- Extrait du texte -
______

Enquête Sonatrach : une situation cocasse et des dégâts incommensurables

Chakib Khellil, ancien ministre de l'Energie
Chakib Khellil, ancien ministre de l'Energie

Après plusieurs mois d’instruction qui a vu défilé plusieurs cadres dirigeants y compris l’ex-DG, Mohamed Meziane, le juge d’instruction a saisi la Direction générale de Sonatrach pour lui fixer un deadline de 45 jours afin d’évaluer les préjudices financiers engendrés par les contrats qui ont été à l’origine de cette affaire.

Après plusieurs mois d’instruction qui a vu défilé plusieurs cadres dirigeants y compris l’ex-DG, Mohamed Meziane, le juge d’instruction a saisi la Direction générale de Sonatrach pour lui fixer un deadline de 45 jours afin d’évaluer les préjudices financiers engendrés par les contrats qui ont été à l’origine de cette affaire. Cette demande faite le 23 novembre 2011 est restée sans réponse si ce n’est l’insistance du magistrat qui a forcé les responsables à répondre pour lui permettre de boucler son dossier. Sur le plan des pratiques de la gestion à Sonatrach, le Président-directeur général retransmit cette requête aux responsables juridiques pour lui permettre de préparer un projet de réponse qu’il étudie avec ses conseillers puis ne l’envoie à la justice que lorsqu’il requiert le consensus au moins au niveau de l’entreprise. Le nouveau PDG de Sonatrach, Abdelhamid Zerguine, a confirmé que les quatre contrats qui ont déclenché cette enquête ont effectivement engendré un préjudice financier au groupe. Sa lettre évalue un premier préjudice à 26,19 millions de dollars sur le marché avec la société Contel-Funkwerk et relatif au système de télésurveillance.

______

- Problèmes à résoudre -
1. D'après l'extrait sur l'enquête Sonatrach, de combien de jours disposait la Direction générale de Sonatrach pour évaluer les préjudices financiers ?
2. Poursuivez la rédaction de l'extrait sur l'enquête Sonatrach à partir de sa dernière phrase.
Les lignes n'ont aucun lien avec l'extrait sur l'enquête Sonatrach.

- Données fournies -
______

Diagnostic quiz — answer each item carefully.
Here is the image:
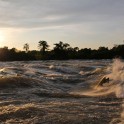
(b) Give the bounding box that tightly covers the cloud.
[0,0,124,29]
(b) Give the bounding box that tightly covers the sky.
[0,0,124,50]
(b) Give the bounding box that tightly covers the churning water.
[0,59,124,124]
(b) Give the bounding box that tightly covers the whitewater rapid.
[0,59,124,124]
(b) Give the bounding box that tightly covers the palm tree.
[38,40,49,55]
[54,41,70,50]
[23,43,29,53]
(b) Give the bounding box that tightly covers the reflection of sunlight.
[0,31,5,47]
[0,31,5,42]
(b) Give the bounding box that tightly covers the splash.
[72,59,124,98]
[107,59,124,98]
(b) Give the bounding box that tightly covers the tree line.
[0,40,124,61]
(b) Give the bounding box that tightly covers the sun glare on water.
[0,31,5,46]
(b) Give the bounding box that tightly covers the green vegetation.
[0,40,124,61]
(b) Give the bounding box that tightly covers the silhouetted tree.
[38,40,49,59]
[23,43,29,53]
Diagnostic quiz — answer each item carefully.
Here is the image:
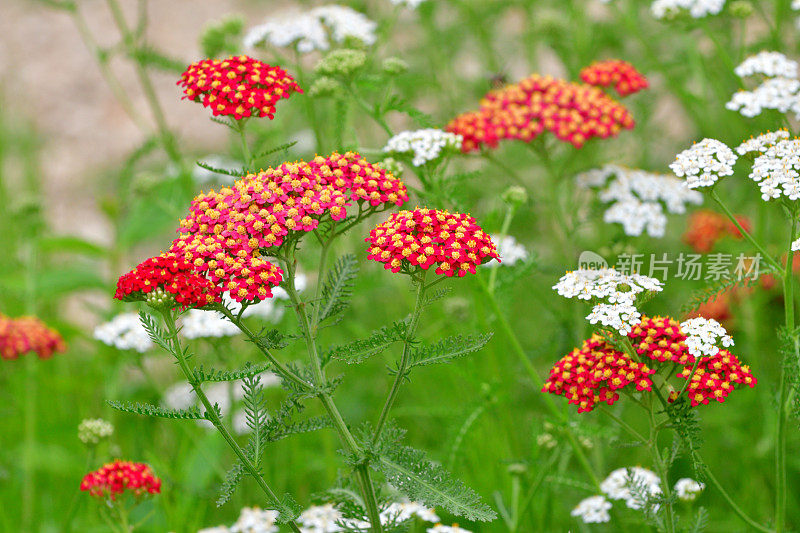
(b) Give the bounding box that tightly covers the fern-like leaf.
[327,320,408,365]
[192,362,271,383]
[108,400,205,420]
[375,446,497,521]
[411,333,492,367]
[317,254,358,322]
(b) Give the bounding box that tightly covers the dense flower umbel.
[81,460,161,500]
[114,252,221,309]
[177,152,408,302]
[669,350,758,406]
[683,209,750,253]
[365,208,499,276]
[445,70,634,152]
[581,59,650,96]
[542,335,655,413]
[178,56,303,120]
[0,313,67,359]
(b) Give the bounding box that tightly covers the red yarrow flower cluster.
[683,209,750,253]
[628,316,694,365]
[542,335,655,413]
[365,208,499,277]
[669,350,758,407]
[171,152,408,301]
[542,316,757,413]
[114,253,221,309]
[445,74,634,153]
[178,56,303,120]
[0,313,67,359]
[81,460,161,500]
[581,59,650,96]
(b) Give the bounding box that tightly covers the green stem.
[711,189,783,272]
[284,259,383,533]
[161,310,300,533]
[476,275,600,488]
[372,270,428,444]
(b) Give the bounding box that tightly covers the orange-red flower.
[171,152,408,301]
[581,59,650,96]
[81,460,161,500]
[683,209,750,253]
[365,208,499,276]
[0,313,67,359]
[114,253,221,309]
[445,70,634,152]
[178,56,303,120]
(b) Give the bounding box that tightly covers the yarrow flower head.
[570,496,611,524]
[575,165,703,237]
[600,466,661,510]
[749,139,800,201]
[244,5,378,54]
[0,313,67,359]
[683,209,751,253]
[81,460,161,501]
[650,0,725,19]
[383,128,463,167]
[553,268,662,335]
[681,317,733,357]
[445,70,634,153]
[365,208,498,277]
[78,418,114,446]
[172,152,408,302]
[484,235,530,268]
[178,56,303,120]
[114,252,221,309]
[669,139,736,189]
[736,129,789,155]
[542,335,655,413]
[675,477,706,502]
[581,59,650,96]
[93,313,153,353]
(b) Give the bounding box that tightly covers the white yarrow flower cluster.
[482,235,530,268]
[736,129,789,155]
[575,165,703,237]
[553,268,662,335]
[733,50,797,78]
[675,477,706,502]
[93,313,153,353]
[383,128,464,167]
[389,0,426,9]
[78,418,114,446]
[669,139,736,189]
[570,496,611,524]
[681,316,733,357]
[600,466,661,510]
[650,0,725,19]
[244,5,378,54]
[725,51,800,117]
[749,139,800,201]
[181,309,240,339]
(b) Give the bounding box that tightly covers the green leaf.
[411,333,492,367]
[328,320,408,365]
[108,400,205,420]
[39,235,108,257]
[192,362,272,383]
[317,254,358,322]
[375,446,497,522]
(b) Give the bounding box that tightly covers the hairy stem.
[372,270,428,444]
[161,310,300,533]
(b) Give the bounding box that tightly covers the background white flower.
[93,313,153,353]
[570,496,611,524]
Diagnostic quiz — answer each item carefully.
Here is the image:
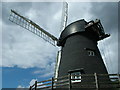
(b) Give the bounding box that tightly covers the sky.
[0,2,119,88]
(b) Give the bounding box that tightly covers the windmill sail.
[9,10,58,46]
[60,2,68,31]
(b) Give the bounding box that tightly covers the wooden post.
[94,73,99,90]
[51,77,54,90]
[68,74,72,90]
[35,81,37,90]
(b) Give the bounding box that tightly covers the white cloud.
[29,79,37,86]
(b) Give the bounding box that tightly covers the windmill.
[9,2,119,89]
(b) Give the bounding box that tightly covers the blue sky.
[0,2,118,88]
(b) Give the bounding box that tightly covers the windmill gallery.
[9,2,120,90]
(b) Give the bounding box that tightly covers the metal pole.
[51,77,54,90]
[29,86,32,90]
[35,81,37,90]
[94,73,99,90]
[68,74,72,90]
[117,73,120,85]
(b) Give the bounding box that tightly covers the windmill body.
[58,19,108,76]
[9,4,119,90]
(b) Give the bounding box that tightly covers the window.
[71,72,81,83]
[88,50,95,56]
[84,48,95,56]
[68,68,85,83]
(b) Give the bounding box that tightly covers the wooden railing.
[29,73,120,90]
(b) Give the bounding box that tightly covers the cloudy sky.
[0,2,118,88]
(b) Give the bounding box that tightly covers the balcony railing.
[29,73,120,90]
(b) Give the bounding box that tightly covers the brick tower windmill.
[9,3,119,89]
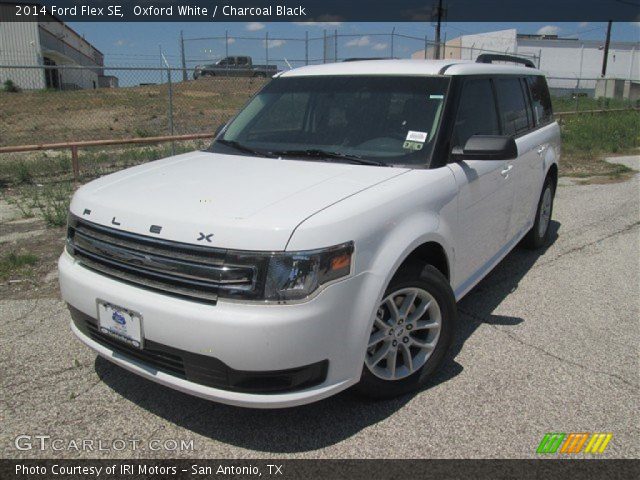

______

- Réponses aux exercices -
1. Elle disposait de 45 jours.

2.
Pour le cas de la réalisation du GK3 par la compagnie Saipem, les pertes avoisinent les 334,64 millions de dollars. En ce qui concerne la rénovation de l’ancien siége du groupe à l’entrée haute de l’avenue Ghermoul, il relève carrément un écart de 40,40 millions de dollars en soulignant la non-exécution du contrat de réalisation. Le directeur de la cellule juridique de Sonatrach, certainement chargé par son PDG de représenter l’entreprise, a tenté selon des indiscrétions de semer le doute dans l’esprit du juge d’instruction pour d’abord contredire l’écrit de son responsable et tenter de minimiser les dégâts en se cachant "maintenant" derrière le manque d’expertise à Sonatrach pour procéder à une évaluation objective. Ce sont là des faits reconnus et révélés par la presse nationale, maintenant que dire d’une telle situation selon toute vraisemblance comique digne d’une république bananière d’antan ? Sur le plan de la forme, la demande de la justice à Sonatrach revient au scénario où un juge demande à un accusé qui reconnaît son forfait de déterminer les conséquences causées à sa victime, forcement, il minimise. Les citoyens et la justice sont très au courant des procédures de gestion à Sonatrach. Lorsqu’il n’y aucun problème ces même juristes se bousculent pour s’occuper des dossiers afin de profiter des missions à l’étranger avec des dépenses faramineuses mais en cas de pépins, ils cherchent des dérobades pour fuir leur responsabilité, pourtant établie.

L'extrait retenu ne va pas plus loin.